Passage shown -
Not only does God love you, but God is the very definition and source of love. He is all-loving. It is hard for us to understand because we are not capable of that much love. We often wonder things like "how can God be all-loving if His creation suffers?" or "how can God be totally perfect if sin was created as a result of something He did?"

It seems like a contradiction, or at the very least a paradox! I considered these type of question for much of my life so far and the answer I came up with is mind-boggling: evil and sin is not something in itself, it is an un-something. We tend to polarize good and evil as if the two weigh each other out like a yin yang. In that false context it seems awfully unfair that we were created to suffer in sin and be punished in hell by default.

However, having pondered these things I can only conclude that this doesn't make sense, because it is based on a premise of human (flawed) attitude and not an entirely perfect God. This "not my God" attitude is a human projection of intentions based on experiences with the authority figures in our life who tried to control and punish us without our best interests in mind. Jesus was our example of how a perfect human behaves and He was the very essence of understanding, healing, forgiveness, and self-sacrifice.

God had no need to create us. That means that existence itself was created out of love, and in the beginning everything was created good. As they say, "If you love something, set it free. If it comes back to you, it's yours." God would not have been all-loving if He created us but enforced His will by controlling our choices. This is the part that is hard to understand... man was created entirely good and without sin, but God's love is so perfect that we were also given free will. Being made in God's image but not actually being God/omniscient implicates a certain degree of ignorance and being entirely innocent (without shame) we were easy deceived for we knew of no evil.

Supplied records -
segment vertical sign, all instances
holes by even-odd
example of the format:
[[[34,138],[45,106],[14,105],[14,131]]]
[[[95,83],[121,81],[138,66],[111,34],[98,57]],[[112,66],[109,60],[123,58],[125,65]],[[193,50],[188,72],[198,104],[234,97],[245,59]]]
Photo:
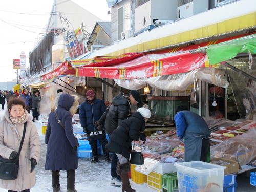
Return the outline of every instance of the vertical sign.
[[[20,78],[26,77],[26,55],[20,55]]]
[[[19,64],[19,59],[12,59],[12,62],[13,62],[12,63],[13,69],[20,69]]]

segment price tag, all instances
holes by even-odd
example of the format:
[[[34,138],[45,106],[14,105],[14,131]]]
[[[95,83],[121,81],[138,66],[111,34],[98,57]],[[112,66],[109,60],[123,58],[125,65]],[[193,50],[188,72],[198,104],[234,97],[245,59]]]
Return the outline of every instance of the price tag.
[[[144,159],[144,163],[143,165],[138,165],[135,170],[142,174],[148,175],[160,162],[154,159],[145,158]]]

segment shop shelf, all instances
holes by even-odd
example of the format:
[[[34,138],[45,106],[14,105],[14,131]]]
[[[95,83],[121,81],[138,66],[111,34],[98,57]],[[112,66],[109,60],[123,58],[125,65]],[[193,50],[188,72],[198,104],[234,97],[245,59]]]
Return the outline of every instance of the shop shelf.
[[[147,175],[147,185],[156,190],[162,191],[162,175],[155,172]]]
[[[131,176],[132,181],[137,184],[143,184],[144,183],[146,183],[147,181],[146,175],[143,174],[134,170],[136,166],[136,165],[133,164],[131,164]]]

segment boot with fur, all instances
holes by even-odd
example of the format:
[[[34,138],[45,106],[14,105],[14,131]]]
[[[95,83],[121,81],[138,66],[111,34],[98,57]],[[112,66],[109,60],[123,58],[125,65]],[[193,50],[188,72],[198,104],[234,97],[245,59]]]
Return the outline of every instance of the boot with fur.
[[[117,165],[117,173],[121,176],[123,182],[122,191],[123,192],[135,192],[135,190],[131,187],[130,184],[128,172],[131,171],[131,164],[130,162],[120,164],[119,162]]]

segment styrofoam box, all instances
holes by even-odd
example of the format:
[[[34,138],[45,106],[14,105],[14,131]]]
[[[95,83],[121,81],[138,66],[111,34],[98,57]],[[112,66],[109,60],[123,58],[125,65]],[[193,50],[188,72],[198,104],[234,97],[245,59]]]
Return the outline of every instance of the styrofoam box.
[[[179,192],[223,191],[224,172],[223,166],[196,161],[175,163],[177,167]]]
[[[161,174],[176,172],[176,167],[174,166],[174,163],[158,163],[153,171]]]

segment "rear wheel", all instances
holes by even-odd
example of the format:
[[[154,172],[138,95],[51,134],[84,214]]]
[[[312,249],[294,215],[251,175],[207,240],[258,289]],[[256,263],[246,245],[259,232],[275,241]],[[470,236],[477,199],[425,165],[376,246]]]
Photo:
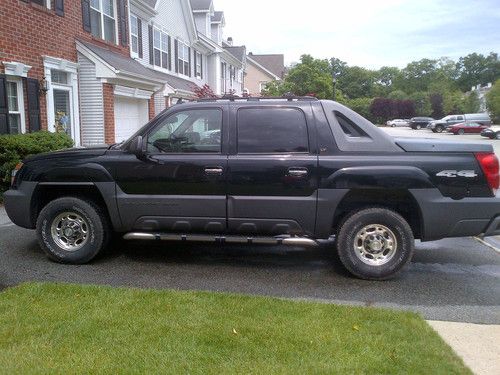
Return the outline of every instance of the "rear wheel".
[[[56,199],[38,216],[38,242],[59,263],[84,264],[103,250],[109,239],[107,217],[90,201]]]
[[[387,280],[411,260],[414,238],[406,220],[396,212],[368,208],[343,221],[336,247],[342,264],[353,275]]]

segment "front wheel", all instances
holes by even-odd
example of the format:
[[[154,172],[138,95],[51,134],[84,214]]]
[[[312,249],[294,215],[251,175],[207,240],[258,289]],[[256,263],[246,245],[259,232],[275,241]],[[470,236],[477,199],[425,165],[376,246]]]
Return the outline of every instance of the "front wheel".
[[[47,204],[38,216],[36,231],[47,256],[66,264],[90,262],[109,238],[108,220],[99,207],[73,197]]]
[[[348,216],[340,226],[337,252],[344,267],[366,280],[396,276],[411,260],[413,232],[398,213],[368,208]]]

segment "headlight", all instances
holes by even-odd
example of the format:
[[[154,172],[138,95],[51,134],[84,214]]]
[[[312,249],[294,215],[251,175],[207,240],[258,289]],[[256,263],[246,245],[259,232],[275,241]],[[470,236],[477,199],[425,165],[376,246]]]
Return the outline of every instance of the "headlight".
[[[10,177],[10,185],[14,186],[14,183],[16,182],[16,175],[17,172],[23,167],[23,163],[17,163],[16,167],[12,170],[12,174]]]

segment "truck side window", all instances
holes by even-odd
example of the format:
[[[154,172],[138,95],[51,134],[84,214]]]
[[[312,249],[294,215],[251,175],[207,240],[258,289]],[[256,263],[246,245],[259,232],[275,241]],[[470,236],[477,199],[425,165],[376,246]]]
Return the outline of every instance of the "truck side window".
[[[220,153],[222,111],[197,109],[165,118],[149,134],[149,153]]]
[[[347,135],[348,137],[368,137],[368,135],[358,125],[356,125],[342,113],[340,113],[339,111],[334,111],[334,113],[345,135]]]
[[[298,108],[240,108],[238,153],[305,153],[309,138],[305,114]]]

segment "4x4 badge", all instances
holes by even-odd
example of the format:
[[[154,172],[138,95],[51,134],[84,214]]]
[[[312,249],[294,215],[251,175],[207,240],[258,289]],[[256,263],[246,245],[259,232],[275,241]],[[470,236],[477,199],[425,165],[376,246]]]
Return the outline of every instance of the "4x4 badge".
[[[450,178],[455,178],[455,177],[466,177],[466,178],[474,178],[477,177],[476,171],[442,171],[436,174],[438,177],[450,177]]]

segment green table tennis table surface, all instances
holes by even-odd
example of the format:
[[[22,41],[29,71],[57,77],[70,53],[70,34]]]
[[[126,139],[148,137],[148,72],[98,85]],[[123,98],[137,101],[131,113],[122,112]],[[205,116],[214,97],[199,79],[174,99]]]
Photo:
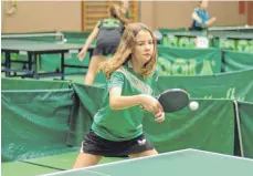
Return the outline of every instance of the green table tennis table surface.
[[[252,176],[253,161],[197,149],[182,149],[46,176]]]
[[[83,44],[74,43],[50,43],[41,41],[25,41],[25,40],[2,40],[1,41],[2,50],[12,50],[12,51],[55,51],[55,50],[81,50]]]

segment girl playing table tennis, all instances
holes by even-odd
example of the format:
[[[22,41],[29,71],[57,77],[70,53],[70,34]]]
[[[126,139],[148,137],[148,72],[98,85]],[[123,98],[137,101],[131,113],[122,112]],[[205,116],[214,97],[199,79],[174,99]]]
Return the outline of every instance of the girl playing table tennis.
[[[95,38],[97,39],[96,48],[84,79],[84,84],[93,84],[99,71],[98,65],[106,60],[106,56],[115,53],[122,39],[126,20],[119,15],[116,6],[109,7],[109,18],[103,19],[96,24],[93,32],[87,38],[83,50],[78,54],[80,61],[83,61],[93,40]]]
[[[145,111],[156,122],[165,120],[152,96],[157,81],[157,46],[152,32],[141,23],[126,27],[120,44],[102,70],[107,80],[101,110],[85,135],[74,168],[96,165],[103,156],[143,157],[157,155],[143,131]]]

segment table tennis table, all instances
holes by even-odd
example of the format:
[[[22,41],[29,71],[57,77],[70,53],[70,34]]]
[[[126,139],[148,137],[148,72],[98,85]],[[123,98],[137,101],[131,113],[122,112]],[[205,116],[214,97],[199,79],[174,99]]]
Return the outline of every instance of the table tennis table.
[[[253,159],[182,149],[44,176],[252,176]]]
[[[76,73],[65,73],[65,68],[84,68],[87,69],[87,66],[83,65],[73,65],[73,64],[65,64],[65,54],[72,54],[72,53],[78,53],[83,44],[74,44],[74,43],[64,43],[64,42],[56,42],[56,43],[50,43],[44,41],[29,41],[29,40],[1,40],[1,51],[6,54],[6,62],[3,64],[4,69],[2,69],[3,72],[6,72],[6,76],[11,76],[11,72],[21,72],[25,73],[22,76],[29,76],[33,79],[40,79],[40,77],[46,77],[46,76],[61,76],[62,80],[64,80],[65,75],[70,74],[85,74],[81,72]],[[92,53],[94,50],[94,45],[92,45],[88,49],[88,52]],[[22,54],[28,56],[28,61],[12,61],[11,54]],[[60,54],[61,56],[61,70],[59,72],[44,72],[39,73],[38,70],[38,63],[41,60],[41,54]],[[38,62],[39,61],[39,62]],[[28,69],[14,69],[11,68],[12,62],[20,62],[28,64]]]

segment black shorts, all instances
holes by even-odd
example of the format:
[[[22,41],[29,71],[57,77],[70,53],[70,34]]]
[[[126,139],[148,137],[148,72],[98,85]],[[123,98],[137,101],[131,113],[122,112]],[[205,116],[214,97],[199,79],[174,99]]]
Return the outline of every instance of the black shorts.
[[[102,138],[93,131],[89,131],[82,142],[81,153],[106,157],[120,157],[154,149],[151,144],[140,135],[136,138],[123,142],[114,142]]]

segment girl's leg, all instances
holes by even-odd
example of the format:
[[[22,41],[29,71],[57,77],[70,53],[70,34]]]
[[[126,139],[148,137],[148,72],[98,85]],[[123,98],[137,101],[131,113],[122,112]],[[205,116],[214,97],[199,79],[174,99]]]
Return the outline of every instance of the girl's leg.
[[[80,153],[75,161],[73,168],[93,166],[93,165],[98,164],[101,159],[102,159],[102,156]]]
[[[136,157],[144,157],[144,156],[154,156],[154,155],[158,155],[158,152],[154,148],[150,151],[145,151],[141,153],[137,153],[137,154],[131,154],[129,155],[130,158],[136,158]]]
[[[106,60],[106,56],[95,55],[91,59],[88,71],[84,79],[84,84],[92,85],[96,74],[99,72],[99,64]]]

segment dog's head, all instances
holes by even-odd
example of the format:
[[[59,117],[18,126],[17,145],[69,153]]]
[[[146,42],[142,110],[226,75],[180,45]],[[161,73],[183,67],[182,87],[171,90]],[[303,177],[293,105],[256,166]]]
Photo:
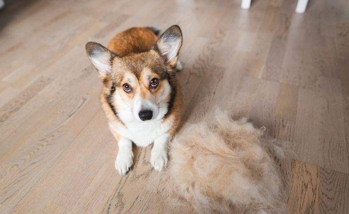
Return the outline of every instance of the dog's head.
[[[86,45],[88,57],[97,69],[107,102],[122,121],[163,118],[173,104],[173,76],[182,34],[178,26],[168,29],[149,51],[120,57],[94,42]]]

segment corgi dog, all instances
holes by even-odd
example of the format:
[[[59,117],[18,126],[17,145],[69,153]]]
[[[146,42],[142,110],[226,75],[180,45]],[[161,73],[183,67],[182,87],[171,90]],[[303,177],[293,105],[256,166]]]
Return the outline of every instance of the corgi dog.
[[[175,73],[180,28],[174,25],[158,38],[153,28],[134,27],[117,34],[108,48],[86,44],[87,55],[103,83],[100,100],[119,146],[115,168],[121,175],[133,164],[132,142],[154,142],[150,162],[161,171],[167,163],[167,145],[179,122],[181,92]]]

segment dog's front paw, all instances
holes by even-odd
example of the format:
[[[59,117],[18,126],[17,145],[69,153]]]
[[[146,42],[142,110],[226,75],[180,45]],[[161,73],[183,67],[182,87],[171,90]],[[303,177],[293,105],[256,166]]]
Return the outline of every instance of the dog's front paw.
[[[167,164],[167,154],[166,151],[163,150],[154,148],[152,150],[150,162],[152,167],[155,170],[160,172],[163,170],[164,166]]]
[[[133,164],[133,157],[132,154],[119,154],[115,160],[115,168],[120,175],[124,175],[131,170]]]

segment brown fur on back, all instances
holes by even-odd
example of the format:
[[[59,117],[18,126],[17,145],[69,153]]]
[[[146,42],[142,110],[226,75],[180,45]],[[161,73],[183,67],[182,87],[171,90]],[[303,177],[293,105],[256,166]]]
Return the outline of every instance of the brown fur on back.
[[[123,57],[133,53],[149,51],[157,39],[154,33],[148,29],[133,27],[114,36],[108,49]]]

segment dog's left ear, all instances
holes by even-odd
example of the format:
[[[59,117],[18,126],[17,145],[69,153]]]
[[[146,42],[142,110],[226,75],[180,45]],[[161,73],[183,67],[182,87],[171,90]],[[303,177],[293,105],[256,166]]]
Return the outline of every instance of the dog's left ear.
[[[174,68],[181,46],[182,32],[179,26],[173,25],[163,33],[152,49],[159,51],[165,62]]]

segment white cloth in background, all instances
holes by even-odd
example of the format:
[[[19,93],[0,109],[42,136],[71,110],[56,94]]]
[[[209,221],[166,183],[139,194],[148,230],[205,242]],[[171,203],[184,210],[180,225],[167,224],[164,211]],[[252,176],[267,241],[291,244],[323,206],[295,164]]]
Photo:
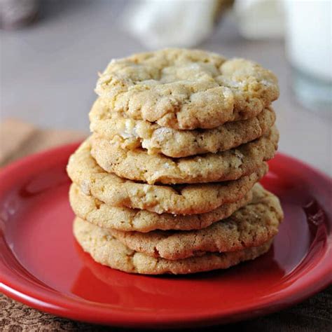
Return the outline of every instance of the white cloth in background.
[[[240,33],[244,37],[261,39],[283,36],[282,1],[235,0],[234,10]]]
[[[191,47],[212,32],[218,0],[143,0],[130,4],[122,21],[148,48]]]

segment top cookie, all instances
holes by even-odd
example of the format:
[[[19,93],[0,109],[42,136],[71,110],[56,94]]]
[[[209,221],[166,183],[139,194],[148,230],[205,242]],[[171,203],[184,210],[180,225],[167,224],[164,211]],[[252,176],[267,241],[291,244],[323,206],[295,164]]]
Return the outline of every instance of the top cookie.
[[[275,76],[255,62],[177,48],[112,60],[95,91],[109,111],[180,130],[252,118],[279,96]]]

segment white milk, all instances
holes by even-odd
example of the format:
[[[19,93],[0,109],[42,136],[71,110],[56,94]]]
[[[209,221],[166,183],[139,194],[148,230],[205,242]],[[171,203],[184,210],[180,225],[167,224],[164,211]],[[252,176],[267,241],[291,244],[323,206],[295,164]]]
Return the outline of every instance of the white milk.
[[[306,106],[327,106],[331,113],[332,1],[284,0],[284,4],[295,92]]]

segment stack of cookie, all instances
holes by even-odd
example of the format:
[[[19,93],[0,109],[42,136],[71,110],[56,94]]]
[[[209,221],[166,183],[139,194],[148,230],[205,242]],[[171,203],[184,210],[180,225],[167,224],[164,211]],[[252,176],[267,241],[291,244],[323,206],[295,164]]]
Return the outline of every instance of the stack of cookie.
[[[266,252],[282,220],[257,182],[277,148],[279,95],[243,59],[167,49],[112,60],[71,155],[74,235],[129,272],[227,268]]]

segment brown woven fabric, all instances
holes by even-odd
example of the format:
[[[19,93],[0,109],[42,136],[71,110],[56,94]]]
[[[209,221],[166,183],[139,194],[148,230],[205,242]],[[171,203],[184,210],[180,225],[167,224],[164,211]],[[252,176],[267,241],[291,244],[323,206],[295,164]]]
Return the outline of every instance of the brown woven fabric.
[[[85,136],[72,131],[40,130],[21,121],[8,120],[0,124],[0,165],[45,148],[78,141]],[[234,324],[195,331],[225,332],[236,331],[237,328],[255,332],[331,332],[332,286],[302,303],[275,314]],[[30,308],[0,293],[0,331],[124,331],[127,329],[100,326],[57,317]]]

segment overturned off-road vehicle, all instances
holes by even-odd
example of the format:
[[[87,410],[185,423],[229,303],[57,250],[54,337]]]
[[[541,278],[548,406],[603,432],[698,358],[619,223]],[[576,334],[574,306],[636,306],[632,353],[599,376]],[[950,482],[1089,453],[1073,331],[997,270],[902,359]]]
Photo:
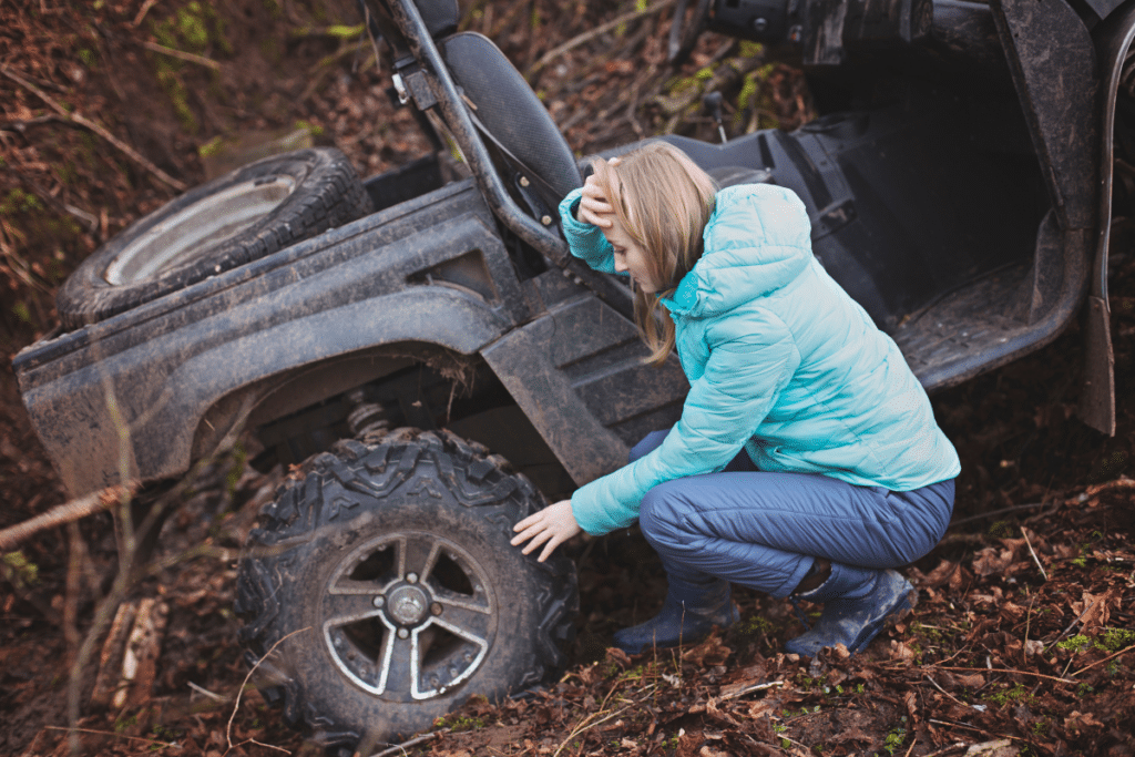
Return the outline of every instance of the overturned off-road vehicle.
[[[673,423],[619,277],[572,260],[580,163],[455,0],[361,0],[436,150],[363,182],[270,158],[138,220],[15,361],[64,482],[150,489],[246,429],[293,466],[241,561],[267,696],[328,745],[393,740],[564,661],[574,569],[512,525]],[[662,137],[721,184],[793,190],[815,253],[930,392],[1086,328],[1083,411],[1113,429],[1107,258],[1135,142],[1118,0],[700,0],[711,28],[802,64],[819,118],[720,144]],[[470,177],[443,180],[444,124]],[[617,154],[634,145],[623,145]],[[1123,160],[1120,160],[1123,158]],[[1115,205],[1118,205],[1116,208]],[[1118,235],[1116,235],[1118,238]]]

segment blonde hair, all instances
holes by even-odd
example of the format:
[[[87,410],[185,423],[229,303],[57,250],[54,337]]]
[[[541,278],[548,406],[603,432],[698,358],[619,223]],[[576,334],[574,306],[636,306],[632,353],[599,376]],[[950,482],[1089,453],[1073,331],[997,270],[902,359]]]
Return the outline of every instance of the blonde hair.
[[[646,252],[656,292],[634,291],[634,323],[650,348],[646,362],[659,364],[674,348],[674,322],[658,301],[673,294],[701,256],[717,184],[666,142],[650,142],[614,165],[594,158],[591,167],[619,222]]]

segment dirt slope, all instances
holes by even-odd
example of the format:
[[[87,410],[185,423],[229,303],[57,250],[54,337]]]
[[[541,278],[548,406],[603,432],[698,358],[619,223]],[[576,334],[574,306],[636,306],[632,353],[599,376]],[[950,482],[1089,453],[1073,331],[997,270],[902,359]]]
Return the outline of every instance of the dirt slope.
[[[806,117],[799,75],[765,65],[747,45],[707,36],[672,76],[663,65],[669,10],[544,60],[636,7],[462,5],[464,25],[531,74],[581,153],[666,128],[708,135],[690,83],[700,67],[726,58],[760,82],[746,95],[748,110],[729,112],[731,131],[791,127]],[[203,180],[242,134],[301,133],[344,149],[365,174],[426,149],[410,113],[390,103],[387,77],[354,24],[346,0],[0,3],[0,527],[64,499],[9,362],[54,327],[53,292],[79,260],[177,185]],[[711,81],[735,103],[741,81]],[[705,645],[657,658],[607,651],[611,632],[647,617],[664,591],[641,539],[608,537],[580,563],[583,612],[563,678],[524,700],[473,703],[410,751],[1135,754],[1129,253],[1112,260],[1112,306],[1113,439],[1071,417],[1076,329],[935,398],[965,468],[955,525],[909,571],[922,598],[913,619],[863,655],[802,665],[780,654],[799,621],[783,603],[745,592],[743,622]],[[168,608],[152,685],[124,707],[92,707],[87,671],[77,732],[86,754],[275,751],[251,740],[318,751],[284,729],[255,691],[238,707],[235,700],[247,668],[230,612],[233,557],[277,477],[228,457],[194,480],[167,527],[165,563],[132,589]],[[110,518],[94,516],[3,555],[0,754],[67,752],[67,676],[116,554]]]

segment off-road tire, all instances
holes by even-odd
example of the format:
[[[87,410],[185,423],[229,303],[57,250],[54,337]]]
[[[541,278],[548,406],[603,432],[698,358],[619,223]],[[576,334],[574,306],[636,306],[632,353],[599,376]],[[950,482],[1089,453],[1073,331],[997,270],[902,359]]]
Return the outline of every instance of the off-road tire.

Requirement 1 -
Output the part of the passage on God's love that begins at the words "God had no need" and stops after the words "of no evil.".
Requirement 2 -
Finish out the next part of the passage on God's love, picking up after its final sentence.
These items have nothing to do with the passage on God's love.

Task response 1 -
God had no need to create us. That means that existence itself was created out of love, and in the beginning everything was created good. As they say, "If you love something, set it free. If it comes back to you, it's yours." God would not have been all-loving if He created us but enforced His will by controlling our choices. This is the part that is hard to understand... man was created entirely good and without sin, but God's love is so perfect that we were also given free will. Being made in God's image but not actually being God/omniscient implicates a certain degree of ignorance and being entirely innocent (without shame) we were easy deceived for we knew of no evil.

Task response 2 -
Sin is not a thing in itself, but rather a shadow that fell as an inevitable result of God's perfection. Perfection is God, loving us completely (a role which He continually fulfills) and us loving Him completely. It is no surprise the first and most important commandment is to uphold our role in a perfect existence. Since God is uncompromisingly perfect, sin does not separate us from God (verb), sin is the separation itself, and hell is total separation. Since God is perfect, love, etc it follows that being totally separated from the very definition of good is... bad for us, which is why we suffer. God opposes the proud because being all-loving He knows this attitude is what keeps us from Him, and a state of total perfection... mutual perfect love, which I believe is what heaven consists of.

If God is the source of life, a separation from God means death. Our own ignorance carried out through free will makes us imperfect and unfitting for God. The death and resurrection of Jesus is so absolutely vital because it showed how God remained totally fair but totally loving... it was essentially the flip of the sin=death equation, Jesus was totally perfect and so He did not deserve death, but He was sacrificed anyways. His resurrection proves that God did not create sin, and in fact He is so friggen amazing that He accounted for and overcame the shadow of His perfection. By fulfilling the necessary consequence of sin by the sheer goodness of someone who deserved no consequence, all of us who do deserve it get a chance at retribution, a chance to be cleaned of our self-inflicted imperfections thus allowing us to be with God.

Hopefully this can start to help you understand how absolutely good and loving God is. Ponder, for a while, what the intentions of an omniscient omnipotent being would be, and you will start to see that our own idea of love, truth, and right and wrong is like a candle next to the sun. Absolute truth exists, and the uncomfortable truth is that every imperfection we suffer is by our own ignorance.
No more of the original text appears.